__Instructions to follow__. Please copy out the data from its first line through the line containing "POLYGON ((906 312, 907", including that line, and leave the pictures out.
## start Supplied data
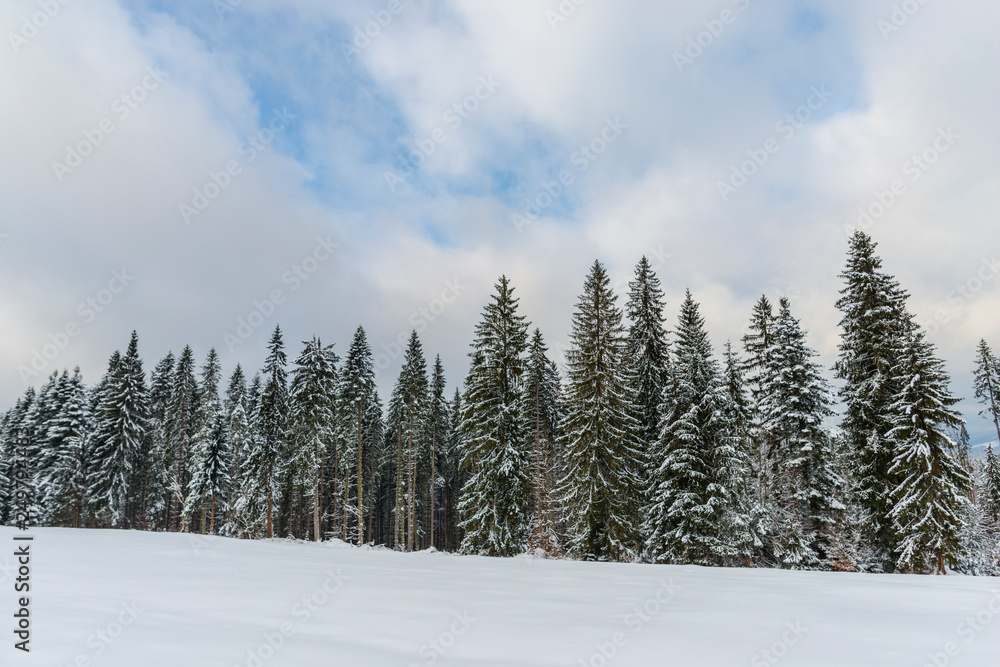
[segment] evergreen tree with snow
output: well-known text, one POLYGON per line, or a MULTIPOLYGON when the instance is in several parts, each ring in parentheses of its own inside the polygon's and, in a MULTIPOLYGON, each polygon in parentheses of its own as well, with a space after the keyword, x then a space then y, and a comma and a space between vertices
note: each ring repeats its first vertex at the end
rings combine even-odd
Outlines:
POLYGON ((645 533, 660 563, 735 563, 746 542, 738 431, 705 321, 688 291, 674 345, 672 400, 654 450, 645 533))
POLYGON ((197 434, 198 382, 195 379, 194 352, 185 345, 174 369, 170 400, 163 416, 166 437, 164 463, 170 475, 171 530, 181 529, 181 514, 187 500, 189 459, 197 434))
POLYGON ((345 492, 354 491, 358 544, 370 539, 370 519, 375 503, 375 475, 382 432, 382 404, 375 386, 375 364, 363 327, 358 327, 344 360, 337 390, 338 418, 348 474, 345 492), (353 478, 351 475, 353 474, 353 478), (367 522, 367 525, 366 525, 367 522), (367 530, 367 534, 366 534, 367 530))
POLYGON ((646 457, 616 301, 595 261, 573 314, 561 425, 569 548, 586 560, 631 561, 640 551, 646 457))
POLYGON ((773 480, 775 557, 786 566, 811 567, 827 562, 837 514, 840 479, 834 469, 832 442, 823 420, 833 414, 830 389, 818 353, 781 299, 773 323, 772 344, 760 391, 761 429, 773 449, 766 461, 773 480))
POLYGON ((906 312, 907 294, 882 271, 875 248, 863 232, 851 238, 841 273, 845 286, 837 301, 843 338, 835 369, 844 383, 841 429, 853 452, 855 502, 864 513, 868 543, 891 567, 898 558, 893 550, 899 540, 890 516, 894 501, 889 492, 901 480, 890 472, 896 450, 888 433, 893 428, 892 405, 901 389, 899 358, 912 318, 906 312))
POLYGON ((945 563, 961 557, 963 515, 972 486, 945 430, 961 424, 953 409, 959 399, 948 389, 944 363, 915 326, 897 363, 901 382, 890 404, 892 428, 887 433, 895 451, 889 473, 898 480, 889 491, 889 516, 898 540, 896 566, 924 572, 933 563, 944 574, 945 563))
MULTIPOLYGON (((257 376, 259 385, 260 377, 257 376)), ((248 505, 250 498, 244 495, 248 489, 245 461, 253 446, 253 431, 249 417, 249 390, 243 368, 237 364, 229 379, 226 390, 226 428, 229 432, 229 450, 232 455, 230 468, 230 496, 226 503, 225 532, 235 537, 247 537, 253 532, 256 512, 248 505)))
POLYGON ((557 442, 562 419, 559 370, 548 357, 548 347, 539 329, 531 335, 525 362, 521 415, 523 431, 531 452, 531 538, 532 549, 559 554, 560 505, 556 481, 560 478, 557 442))
POLYGON ((979 414, 993 421, 1000 442, 1000 359, 985 340, 980 340, 976 349, 975 391, 985 406, 979 414))
POLYGON ((149 402, 139 337, 132 332, 128 350, 109 381, 98 407, 88 487, 98 511, 115 528, 133 524, 135 502, 131 487, 136 457, 148 437, 149 402))
POLYGON ((275 327, 264 362, 264 388, 257 408, 259 438, 247 456, 251 493, 263 509, 264 535, 274 537, 274 503, 278 492, 281 453, 288 437, 288 358, 281 328, 275 327))
MULTIPOLYGON (((198 466, 191 477, 189 503, 207 506, 209 534, 215 534, 215 517, 226 510, 229 496, 230 466, 232 459, 226 418, 221 411, 215 414, 213 422, 203 427, 203 440, 199 444, 198 466)), ((202 529, 202 534, 205 528, 202 529)))
POLYGON ((288 439, 295 486, 312 501, 312 535, 320 541, 323 531, 322 481, 325 455, 336 429, 337 369, 332 347, 319 338, 308 341, 295 360, 288 397, 288 439))
POLYGON ((77 368, 69 391, 48 429, 49 448, 56 453, 42 480, 42 520, 49 526, 81 527, 87 496, 86 443, 92 429, 87 391, 77 368))
POLYGON ((447 455, 448 430, 448 397, 445 396, 447 380, 444 375, 444 364, 441 363, 441 355, 434 358, 434 368, 431 371, 430 383, 430 403, 427 410, 428 430, 430 431, 430 476, 428 490, 428 523, 430 524, 430 535, 428 544, 434 548, 438 547, 439 534, 436 531, 438 524, 438 489, 444 481, 441 471, 447 466, 444 460, 447 455))
POLYGON ((670 366, 663 308, 660 279, 643 256, 635 267, 635 280, 629 282, 625 312, 631 322, 628 356, 632 362, 632 391, 639 406, 642 440, 647 450, 660 433, 660 408, 670 366))
POLYGON ((980 504, 986 511, 989 520, 1000 531, 1000 462, 997 461, 997 455, 992 446, 986 450, 982 486, 980 504))
POLYGON ((222 365, 215 348, 208 351, 205 363, 201 367, 201 381, 197 389, 197 410, 194 420, 194 439, 191 444, 187 466, 190 481, 188 483, 187 499, 184 506, 184 525, 188 525, 196 513, 200 517, 199 532, 204 534, 208 523, 208 506, 211 500, 205 489, 205 481, 211 474, 204 470, 208 465, 206 456, 208 450, 215 446, 218 435, 218 417, 222 414, 222 401, 219 396, 219 383, 222 380, 222 365), (197 484, 195 478, 198 478, 197 484), (198 492, 195 490, 198 489, 198 492))
POLYGON ((462 551, 513 556, 528 537, 529 458, 521 416, 527 324, 507 276, 476 325, 462 412, 462 551))
POLYGON ((393 400, 391 413, 397 444, 395 545, 413 551, 422 532, 420 513, 425 500, 422 489, 425 487, 421 481, 428 458, 427 415, 430 403, 427 361, 416 331, 410 333, 393 400))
## end Supplied data
__Answer to this exercise__.
[segment] evergreen tree with snow
output: well-known text, one POLYGON per line, or a MULTIPOLYGON when the instance is in several parts, each ring in parentheses of its own inside the polygon's and, in a MULTIPOLYGON, each polygon in parentheses of its own as well, with a space after the keyword, x then a space then y, and a comma and a space between vertices
note: each ring repeats its first vertex at the end
rings combine even-odd
Outlines:
POLYGON ((645 533, 660 563, 735 563, 746 542, 738 431, 705 321, 688 291, 674 345, 672 400, 654 450, 645 533))
POLYGON ((197 434, 198 382, 195 379, 194 352, 185 345, 174 369, 170 400, 163 416, 166 437, 164 463, 170 475, 171 530, 181 529, 181 514, 187 500, 189 459, 197 434))
POLYGON ((345 492, 354 491, 358 544, 370 539, 370 519, 375 503, 375 475, 382 432, 382 404, 375 386, 375 364, 363 327, 358 327, 344 360, 337 390, 338 418, 348 474, 345 492), (353 478, 351 475, 353 474, 353 478), (367 522, 367 525, 366 525, 367 522), (367 530, 367 534, 366 534, 367 530))
POLYGON ((646 457, 616 301, 595 261, 573 314, 561 425, 569 548, 586 560, 631 561, 640 551, 646 457))
POLYGON ((773 480, 775 557, 786 566, 811 567, 827 562, 837 514, 840 479, 834 469, 832 442, 823 420, 833 414, 830 389, 818 353, 781 299, 773 323, 772 344, 760 391, 761 429, 773 449, 766 461, 773 480))
POLYGON ((906 312, 907 294, 882 271, 875 248, 863 232, 851 238, 841 273, 845 286, 837 301, 843 338, 835 369, 844 383, 841 429, 853 452, 855 502, 864 513, 868 543, 891 567, 898 558, 893 550, 899 540, 890 516, 894 501, 889 492, 901 480, 890 472, 896 450, 888 433, 893 428, 892 405, 901 389, 899 358, 912 318, 906 312))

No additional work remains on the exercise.